* _Provided text_

--- START ---

From: John Ogness <john.ogness@linutronix.de>
To: Petr Mladek <pmladek@suse.com>
Cc: Sergey Senozhatsky <sergey.senozhatsky.work@gmail.com>,
Sergey Senozhatsky <sergey.senozhatsky@gmail.com>,
Steven Rostedt <rostedt@goodmis.org>,
Thomas Gleixner <tglx@linutronix.de>,
linux-kernel@vger.kernel.org
Subject: Re: [PATCH printk-rework 11/12] printk: remove logbuf_lock
Date: Tue, 02 Feb 2021 12:47:20 +0106 [thread overview]
Message-ID: <87czxivgrj.fsf@jogness.linutronix.de> (raw)
In-Reply-To: <YBkYOKL22kADKTeG@alley>
On 2021-02-02, Petr Mladek <pmladek@suse.com> wrote:
> On Tue 2021-01-26 22:21:50, John Ogness wrote:
>> Since the ringbuffer is lockless, there is no need for it to be
>> protected by @logbuf_lock. Remove @logbuf_lock.
>>
>> This means that printk_nmi_direct and printk_safe_flush_on_panic()
>> no longer need to acquire any lock to run.
>>
>> @console_seq, @exclusive_console_stop_seq, @console_dropped are
>> protected by @console_lock.

--- END ---

* _Tasks_
1 - Copy the rows word for word, everything from the first row down to the line containing "rough mask: <svg", and leave out the picture.
2 - Continue the email about removing logbuf_lock from printk from the point where it stops.

* _Material to process_
--- START ---

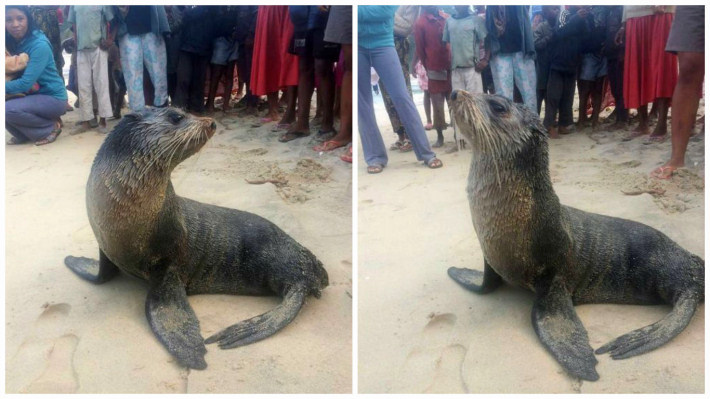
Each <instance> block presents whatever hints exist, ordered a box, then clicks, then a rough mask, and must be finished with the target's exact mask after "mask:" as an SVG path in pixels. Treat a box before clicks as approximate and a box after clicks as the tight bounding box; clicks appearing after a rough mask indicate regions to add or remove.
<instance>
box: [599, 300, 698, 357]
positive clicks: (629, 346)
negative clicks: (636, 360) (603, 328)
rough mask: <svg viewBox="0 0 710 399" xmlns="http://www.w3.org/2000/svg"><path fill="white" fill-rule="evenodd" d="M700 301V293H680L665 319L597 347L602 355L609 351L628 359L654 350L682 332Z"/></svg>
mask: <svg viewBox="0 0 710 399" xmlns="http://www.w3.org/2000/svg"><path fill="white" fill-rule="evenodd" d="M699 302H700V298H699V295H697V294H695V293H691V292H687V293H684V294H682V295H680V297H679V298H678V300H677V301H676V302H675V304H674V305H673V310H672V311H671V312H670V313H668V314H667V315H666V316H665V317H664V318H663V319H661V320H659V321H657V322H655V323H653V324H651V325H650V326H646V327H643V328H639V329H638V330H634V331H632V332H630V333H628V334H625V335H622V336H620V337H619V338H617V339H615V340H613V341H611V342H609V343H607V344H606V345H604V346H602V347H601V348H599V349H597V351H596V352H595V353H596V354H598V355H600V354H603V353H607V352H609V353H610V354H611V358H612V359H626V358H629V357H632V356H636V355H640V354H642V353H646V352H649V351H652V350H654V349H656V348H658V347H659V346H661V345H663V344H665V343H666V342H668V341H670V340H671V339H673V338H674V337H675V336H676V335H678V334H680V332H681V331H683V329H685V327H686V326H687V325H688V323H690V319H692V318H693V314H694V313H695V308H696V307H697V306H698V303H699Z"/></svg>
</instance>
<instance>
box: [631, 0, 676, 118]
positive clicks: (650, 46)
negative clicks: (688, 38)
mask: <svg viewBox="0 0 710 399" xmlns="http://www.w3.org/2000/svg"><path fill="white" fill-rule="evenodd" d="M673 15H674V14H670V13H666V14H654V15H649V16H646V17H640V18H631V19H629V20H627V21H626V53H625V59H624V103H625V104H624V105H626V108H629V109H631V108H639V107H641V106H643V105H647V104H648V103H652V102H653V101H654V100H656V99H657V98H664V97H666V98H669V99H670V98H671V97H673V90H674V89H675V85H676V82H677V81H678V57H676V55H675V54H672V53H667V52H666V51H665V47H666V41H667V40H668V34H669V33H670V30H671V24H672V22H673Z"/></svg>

--- END ---

* _Exercise results_
1 -
Each <instance> block presents whatever hints exist, ordered a box, then clicks, then a rough mask, and must be finished with the target's exact mask after "mask:" as an SVG path in pixels. Treat a box before clicks as approximate and a box after clicks as the tight bounding box; clicks appearing after a rough mask indicate regions to add or remove.
<instance>
box: [599, 300, 698, 357]
positive clicks: (629, 346)
negative clicks: (636, 360) (603, 328)
rough mask: <svg viewBox="0 0 710 399" xmlns="http://www.w3.org/2000/svg"><path fill="white" fill-rule="evenodd" d="M700 301V293H680L665 319L597 347L602 355L609 351L628 359L654 350L682 332Z"/></svg>

2 -
>>
>> diff --git a/kernel/printk/printk.c b/kernel/printk/printk.c
>> index d14a4afc5b72..b57dba7f077d 100644
>> --- a/kernel/printk/printk.c
>> +++ b/kernel/printk/printk.c
>> @@ -401,6 +366,7 @@ static u64 syslog_seq;
>> static size_t syslog_partial;
>> static bool syslog_time;
>>
>> +/* All 3 protected by @console_sem. */
>> /* the next printk record to write to the console */
>> static u64 console_seq;
>> static u64 exclusive_console_stop_seq;
>> @@ -762,27 +728,27 @@ static ssize_t devkmsg_read(struct file *file, char __user *buf,
>> if (ret)
>> return ret;
>>
>> - logbuf_lock_irq();
>> + printk_safe_enter_irq();
>
> What is the exact reason to keep this, please?
As Sergey pointed out [0], logbuf_lock_irq() does 2 things: logbuf_lock
and safe buffers. This series is not trying to remove the safe buffers
(a later series will). The series is only removing logbuf_lock. So all
logbuf_lock_*() calls will turn into printk_safe_*() calls. There are a
few exceptions, which you noticed and I will respond to.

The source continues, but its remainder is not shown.